[Dokumen Sumber]:
<<<<
Negara Hukum Demokratis Konstitusional : Lembaga Negara Dan Kepemimpinan Negara

/ Rabu, 16 Agustus 2017 / 16.53

Konstitusi Negara Kesatuan Republik Indonesia (NKRI) : UUD 1945 secara konstitusional telah meletakkan dengan tegas dan jelas mengenai prinsip-prinsip utama dan dasar-dasar penting penataan dan pembangunan sistem dan kelembagaan negara. UUD 1945 mengamanatkan, mengatur, dan semakin memastikan keberadaan lembaga-lembaga negara sekaligus menguraikan hubungan konstitusional antar lembaga-lembaga yang tercantum di dalam konstitusi. Selanjutnya UUD 1945 juga memetakan relasi kekuasaan, fungsi, tugas, tanggungjawab, dan kewenangan lembaga-lembaga negara di Indonesia. Anatomi dan konfigurasi atas relasi kekuasan demokratis konstitusional pada dasarnya membangun dan menumbuhkan keseimbangan konstitusional kenegaraan. Dengan demikian, setiap lembaga negara, misalnya Presiden (lembaga kepresidenan) dalam kerangka konstitusi UUD 1945 tidak memungkinkan dan tidak menjadikan Presiden menjadi otoriter dan diktator.


Ada sistem pembagian dan pembatasan kekuasaan yang tegas dan jelas. Selain karena faktor secara konstitusional ketatanegaran, ada juga karena faktor secara personal sosial budaya. Misalnya jika Presiden memiliki gaya, sifat, dan sikap kepemimpinan yang demokratis, merakyat, sederhana, komunikatif, melayani, mengabdi, berkorban, tegas, jelas, dan dengan semangat bekerja keras, berhati nurani, berpikir jernih dan obyektif. Uraian ini menempatkan Presiden Republik Indonesia tidak dalam posisi konstitusional dan kultural untuk bertindak otoriter dan diktator.


Mahkamah Agung Republik Indonesia (MA-RI) dan Mahkamah Konstitusi Republik Indonesia (MK-RI) merupakan lembaga negara yang mandiri dan independen yang berkedudukan sebagai pemegang kekuasaan kehakiman (yudikatif). Juga secara konstitusi - ketatanegaraan berkedudukan untuk menjaga dan merawat Indonesia Raya. Kekuasaan kehakiman yang dimiliki dan dipegang MA-RI dan MK-RI sudah semestinya diperuntukkan dan diabdikan untuk menegakkan konstitusi, hukum, keadilan dan juga sekaligus untuk senantiasa mengawal negara hukum demokratis konstitusional.


Peruntukkan dan pengabdian kekuasaan lembaga-lembaga negara ini didisain agar menjadi pilar penting sebagai pembangun dan perawat "keseimbangan konstitusional" dalam sistem negara hukum demokratis. Kemandirian dan independensi MA-RI dan MK-RI akan semakin menguat ketika difasilitasi dan ditumbuhi dengan sistem keterbukaan dan kebebasan sosial dan politik yang kredibel dan akuntabel.
>>>>
[Informasi yang Diberikan]:
<<<<
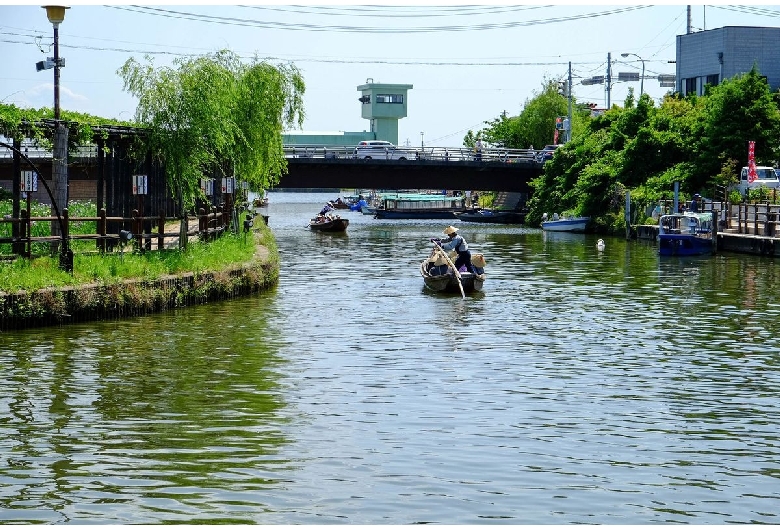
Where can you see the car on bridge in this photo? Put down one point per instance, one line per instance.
(546, 154)
(381, 150)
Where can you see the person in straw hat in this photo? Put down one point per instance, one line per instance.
(459, 245)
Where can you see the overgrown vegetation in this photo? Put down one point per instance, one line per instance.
(114, 267)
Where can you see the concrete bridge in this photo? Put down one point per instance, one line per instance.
(508, 170)
(448, 168)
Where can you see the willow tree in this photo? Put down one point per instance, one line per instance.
(216, 112)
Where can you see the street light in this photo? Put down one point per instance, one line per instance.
(642, 79)
(56, 14)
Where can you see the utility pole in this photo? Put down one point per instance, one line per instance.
(689, 21)
(609, 80)
(568, 130)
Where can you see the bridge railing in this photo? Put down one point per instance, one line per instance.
(440, 154)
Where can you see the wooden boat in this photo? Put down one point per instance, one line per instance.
(566, 224)
(491, 216)
(329, 223)
(419, 206)
(439, 276)
(685, 234)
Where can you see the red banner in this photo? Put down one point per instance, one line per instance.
(752, 162)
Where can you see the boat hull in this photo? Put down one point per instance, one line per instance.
(685, 234)
(575, 224)
(487, 216)
(335, 225)
(448, 283)
(683, 245)
(408, 213)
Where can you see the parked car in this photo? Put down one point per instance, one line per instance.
(381, 150)
(546, 153)
(767, 178)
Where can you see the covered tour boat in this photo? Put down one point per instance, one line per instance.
>>>>
[Tugas yang Dikerjakan]:
Tuliskan kembali bagian tulisan tentang lembaga negara itu persis sama, mulai dari "Peruntukkan dan pengabdian" dan berakhir pada "kredibel dan akuntabel.". Data di atas diambil dari sumber lain.

[Penyelesaian Masalah]:
Peruntukkan dan pengabdian kekuasaan lembaga-lembaga negara ini didisain agar menjadi pilar penting sebagai pembangun dan perawat "keseimbangan konstitusional" dalam sistem negara hukum demokratis. Kemandirian dan independensi MA-RI dan MK-RI akan semakin menguat ketika difasilitasi dan ditumbuhi dengan sistem keterbukaan dan kebebasan sosial dan politik yang kredibel dan akuntabel.